:: DATASET CONTENT ::
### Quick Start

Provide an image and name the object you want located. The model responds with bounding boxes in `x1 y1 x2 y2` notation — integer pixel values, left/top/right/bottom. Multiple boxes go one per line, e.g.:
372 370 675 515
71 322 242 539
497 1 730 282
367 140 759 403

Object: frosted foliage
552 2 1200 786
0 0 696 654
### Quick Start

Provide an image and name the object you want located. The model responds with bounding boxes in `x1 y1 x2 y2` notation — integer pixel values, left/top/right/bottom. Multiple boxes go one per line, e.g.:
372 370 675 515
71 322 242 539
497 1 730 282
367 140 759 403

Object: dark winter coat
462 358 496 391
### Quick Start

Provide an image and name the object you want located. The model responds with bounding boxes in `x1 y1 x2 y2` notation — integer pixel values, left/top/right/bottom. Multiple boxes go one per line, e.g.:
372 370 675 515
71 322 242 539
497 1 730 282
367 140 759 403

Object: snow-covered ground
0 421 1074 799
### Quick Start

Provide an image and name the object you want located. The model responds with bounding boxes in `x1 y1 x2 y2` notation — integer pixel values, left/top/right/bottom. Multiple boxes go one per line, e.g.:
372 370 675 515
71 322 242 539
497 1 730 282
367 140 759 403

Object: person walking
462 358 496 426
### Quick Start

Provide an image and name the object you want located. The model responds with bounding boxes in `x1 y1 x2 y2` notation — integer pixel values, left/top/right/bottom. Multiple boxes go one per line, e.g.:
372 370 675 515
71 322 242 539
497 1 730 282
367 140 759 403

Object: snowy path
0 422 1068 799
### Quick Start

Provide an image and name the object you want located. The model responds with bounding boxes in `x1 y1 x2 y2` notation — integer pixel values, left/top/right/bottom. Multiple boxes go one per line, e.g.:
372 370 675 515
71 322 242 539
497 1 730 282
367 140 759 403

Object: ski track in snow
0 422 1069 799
:::
> _PROBLEM_:
Copy the entries from the very start through the line containing "0 0 696 654", inclusive, with the requests kept in. Add 74 to every bounding box coordinate in the answers, and leave the sample coordinates in the requests unchanged.

> _WRITTEN RESPONSE_:
### Quick Start

Provide an image and name the object you want located. The model responds with bounding boxes in `x1 y1 x2 y2` notation — integer pixel values, left/top/right/bottom. Multiple boxes go one per line, e.g.:
372 370 675 515
71 322 242 539
497 1 730 282
367 140 759 403

Object: frosted foliage
626 76 1274 860
74 74 770 728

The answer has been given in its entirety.